■ Problem statement
Lay out as a Markdown table the lines starting with the one containing "Scan the photo above and find every illuminated sign" and going on through the one containing "46 145 58 155", with columns headed No. and Line. Number each line and skip any blank ones.

— Begin —

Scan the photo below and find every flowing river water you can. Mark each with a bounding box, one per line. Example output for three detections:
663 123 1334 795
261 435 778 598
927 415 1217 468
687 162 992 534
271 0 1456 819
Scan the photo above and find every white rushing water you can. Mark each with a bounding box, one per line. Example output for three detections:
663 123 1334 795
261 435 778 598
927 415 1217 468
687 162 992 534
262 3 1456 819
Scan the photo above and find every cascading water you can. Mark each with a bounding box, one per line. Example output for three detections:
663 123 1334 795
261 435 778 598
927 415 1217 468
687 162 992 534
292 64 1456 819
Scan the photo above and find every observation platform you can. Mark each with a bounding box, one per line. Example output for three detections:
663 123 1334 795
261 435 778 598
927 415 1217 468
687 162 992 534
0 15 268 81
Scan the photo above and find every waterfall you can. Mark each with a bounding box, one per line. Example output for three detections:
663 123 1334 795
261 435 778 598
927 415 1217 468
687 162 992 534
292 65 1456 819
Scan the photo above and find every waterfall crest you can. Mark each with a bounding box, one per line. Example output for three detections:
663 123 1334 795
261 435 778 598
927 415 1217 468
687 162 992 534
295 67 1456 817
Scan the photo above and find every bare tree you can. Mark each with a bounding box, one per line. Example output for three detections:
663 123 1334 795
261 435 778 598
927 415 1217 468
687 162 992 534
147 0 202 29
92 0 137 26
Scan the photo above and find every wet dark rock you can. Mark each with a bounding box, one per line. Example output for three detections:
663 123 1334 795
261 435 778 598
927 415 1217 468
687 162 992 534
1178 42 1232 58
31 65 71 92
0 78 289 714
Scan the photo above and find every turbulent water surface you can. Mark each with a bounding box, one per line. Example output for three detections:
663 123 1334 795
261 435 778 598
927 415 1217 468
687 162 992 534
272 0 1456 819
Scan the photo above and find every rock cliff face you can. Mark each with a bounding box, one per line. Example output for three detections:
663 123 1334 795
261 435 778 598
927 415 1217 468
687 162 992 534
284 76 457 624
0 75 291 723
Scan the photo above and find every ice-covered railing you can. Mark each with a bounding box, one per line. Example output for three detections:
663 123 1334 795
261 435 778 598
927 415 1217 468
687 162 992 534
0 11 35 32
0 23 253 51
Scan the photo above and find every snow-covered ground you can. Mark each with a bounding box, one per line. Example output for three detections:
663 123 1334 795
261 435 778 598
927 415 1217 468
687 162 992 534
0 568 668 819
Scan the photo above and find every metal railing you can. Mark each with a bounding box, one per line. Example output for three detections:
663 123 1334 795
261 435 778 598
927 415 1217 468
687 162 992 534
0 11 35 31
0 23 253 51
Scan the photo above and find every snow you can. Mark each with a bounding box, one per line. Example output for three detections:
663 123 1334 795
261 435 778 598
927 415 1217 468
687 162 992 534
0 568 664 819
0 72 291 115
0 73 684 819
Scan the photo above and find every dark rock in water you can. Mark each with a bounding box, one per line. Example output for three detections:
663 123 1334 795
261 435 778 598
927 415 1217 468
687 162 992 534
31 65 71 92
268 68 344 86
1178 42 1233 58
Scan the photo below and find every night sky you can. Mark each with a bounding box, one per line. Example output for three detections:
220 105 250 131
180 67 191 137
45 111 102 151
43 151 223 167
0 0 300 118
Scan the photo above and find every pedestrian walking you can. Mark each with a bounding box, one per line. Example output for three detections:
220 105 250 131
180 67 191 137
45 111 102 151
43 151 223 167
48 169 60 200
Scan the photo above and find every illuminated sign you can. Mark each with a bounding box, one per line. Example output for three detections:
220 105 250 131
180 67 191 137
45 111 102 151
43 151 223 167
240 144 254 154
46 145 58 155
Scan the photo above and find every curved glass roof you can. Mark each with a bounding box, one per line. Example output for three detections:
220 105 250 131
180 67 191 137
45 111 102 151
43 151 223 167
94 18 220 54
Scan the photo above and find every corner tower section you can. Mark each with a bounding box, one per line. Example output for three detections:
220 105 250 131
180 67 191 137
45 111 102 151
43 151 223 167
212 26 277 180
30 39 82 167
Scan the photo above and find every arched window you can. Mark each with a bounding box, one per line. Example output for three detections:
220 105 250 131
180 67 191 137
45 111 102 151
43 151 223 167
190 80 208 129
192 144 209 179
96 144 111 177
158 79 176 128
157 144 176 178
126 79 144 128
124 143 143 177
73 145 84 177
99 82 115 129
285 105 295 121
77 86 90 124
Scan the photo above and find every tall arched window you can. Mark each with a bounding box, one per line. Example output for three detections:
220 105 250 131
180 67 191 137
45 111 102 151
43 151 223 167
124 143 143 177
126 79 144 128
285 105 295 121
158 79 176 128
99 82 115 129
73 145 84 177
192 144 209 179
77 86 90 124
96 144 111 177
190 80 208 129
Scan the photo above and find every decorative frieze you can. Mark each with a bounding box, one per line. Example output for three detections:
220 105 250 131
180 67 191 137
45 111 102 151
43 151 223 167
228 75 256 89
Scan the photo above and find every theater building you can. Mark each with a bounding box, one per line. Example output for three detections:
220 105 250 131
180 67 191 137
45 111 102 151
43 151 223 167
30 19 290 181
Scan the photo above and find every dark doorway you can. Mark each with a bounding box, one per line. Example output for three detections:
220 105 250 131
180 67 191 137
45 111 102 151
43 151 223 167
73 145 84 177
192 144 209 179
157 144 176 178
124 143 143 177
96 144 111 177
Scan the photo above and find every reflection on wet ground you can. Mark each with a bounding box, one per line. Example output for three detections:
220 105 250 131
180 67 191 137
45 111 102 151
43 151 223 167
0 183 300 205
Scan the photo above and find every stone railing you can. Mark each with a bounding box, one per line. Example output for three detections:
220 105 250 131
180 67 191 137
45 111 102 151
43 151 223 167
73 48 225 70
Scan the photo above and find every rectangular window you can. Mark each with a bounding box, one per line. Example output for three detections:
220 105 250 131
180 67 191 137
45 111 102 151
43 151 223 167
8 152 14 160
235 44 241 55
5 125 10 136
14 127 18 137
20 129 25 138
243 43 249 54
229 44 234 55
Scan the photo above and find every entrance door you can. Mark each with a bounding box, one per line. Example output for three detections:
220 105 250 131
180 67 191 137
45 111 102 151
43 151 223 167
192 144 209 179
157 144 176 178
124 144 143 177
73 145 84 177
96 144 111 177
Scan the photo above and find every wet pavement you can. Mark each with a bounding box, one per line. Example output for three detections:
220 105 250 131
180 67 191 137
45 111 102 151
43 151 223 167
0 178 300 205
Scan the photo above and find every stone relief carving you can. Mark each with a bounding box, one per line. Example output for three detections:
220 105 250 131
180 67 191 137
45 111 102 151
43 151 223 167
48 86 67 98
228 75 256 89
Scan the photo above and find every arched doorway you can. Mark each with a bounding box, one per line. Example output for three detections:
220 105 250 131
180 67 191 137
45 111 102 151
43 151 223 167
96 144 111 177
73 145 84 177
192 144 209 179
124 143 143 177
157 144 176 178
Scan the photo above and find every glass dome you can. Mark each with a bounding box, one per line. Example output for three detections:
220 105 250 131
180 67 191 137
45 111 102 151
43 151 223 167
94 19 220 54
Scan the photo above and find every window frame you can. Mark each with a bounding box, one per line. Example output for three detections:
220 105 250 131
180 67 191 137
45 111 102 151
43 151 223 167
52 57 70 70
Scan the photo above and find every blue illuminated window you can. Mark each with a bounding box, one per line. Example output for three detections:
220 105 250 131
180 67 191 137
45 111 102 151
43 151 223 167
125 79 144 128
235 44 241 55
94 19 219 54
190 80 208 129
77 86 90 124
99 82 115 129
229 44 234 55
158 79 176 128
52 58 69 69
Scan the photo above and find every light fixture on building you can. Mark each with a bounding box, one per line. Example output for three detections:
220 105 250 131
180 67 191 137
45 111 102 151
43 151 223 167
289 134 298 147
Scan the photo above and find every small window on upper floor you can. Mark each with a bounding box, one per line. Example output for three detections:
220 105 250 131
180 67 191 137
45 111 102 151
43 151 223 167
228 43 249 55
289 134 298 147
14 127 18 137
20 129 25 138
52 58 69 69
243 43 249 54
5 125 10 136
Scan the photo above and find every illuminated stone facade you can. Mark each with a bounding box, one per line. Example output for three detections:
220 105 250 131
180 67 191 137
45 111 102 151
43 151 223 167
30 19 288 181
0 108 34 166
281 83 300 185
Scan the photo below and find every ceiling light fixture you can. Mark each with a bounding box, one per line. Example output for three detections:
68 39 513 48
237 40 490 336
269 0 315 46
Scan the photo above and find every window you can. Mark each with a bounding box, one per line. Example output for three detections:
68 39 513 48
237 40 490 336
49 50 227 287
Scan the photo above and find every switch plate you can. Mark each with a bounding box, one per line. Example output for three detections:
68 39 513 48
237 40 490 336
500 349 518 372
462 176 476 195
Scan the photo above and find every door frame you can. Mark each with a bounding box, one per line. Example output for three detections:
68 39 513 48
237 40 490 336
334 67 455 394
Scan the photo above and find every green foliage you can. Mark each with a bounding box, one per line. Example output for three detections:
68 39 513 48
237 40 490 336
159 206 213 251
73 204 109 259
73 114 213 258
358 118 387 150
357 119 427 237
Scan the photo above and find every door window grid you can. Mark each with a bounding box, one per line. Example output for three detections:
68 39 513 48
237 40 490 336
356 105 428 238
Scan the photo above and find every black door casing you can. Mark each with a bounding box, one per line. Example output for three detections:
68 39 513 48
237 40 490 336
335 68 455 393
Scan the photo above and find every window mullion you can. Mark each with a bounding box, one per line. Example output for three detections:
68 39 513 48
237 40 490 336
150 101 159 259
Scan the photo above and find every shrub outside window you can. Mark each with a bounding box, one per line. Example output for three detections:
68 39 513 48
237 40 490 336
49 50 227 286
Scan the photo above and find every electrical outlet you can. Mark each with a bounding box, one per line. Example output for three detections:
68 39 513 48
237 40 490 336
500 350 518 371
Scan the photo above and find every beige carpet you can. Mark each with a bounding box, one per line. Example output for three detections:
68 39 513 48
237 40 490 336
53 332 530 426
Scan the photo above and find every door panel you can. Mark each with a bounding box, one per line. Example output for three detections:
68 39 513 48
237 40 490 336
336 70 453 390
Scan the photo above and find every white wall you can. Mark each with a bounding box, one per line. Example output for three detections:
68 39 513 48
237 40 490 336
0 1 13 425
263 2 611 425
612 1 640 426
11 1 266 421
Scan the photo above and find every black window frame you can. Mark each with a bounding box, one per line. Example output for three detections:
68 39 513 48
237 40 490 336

— End —

■ Completed exercise
| No. | Line |
|---|---|
| 1 | Scan the photo above and find every illuminated sign you can. Mark each with a bounding box, one per line. Example output for three detections: |
| 2 | 220 105 250 131 |
| 3 | 180 67 191 137 |
| 4 | 45 111 102 151 |
| 5 | 43 151 223 167 |
| 6 | 240 144 254 154 |
| 7 | 46 145 58 155 |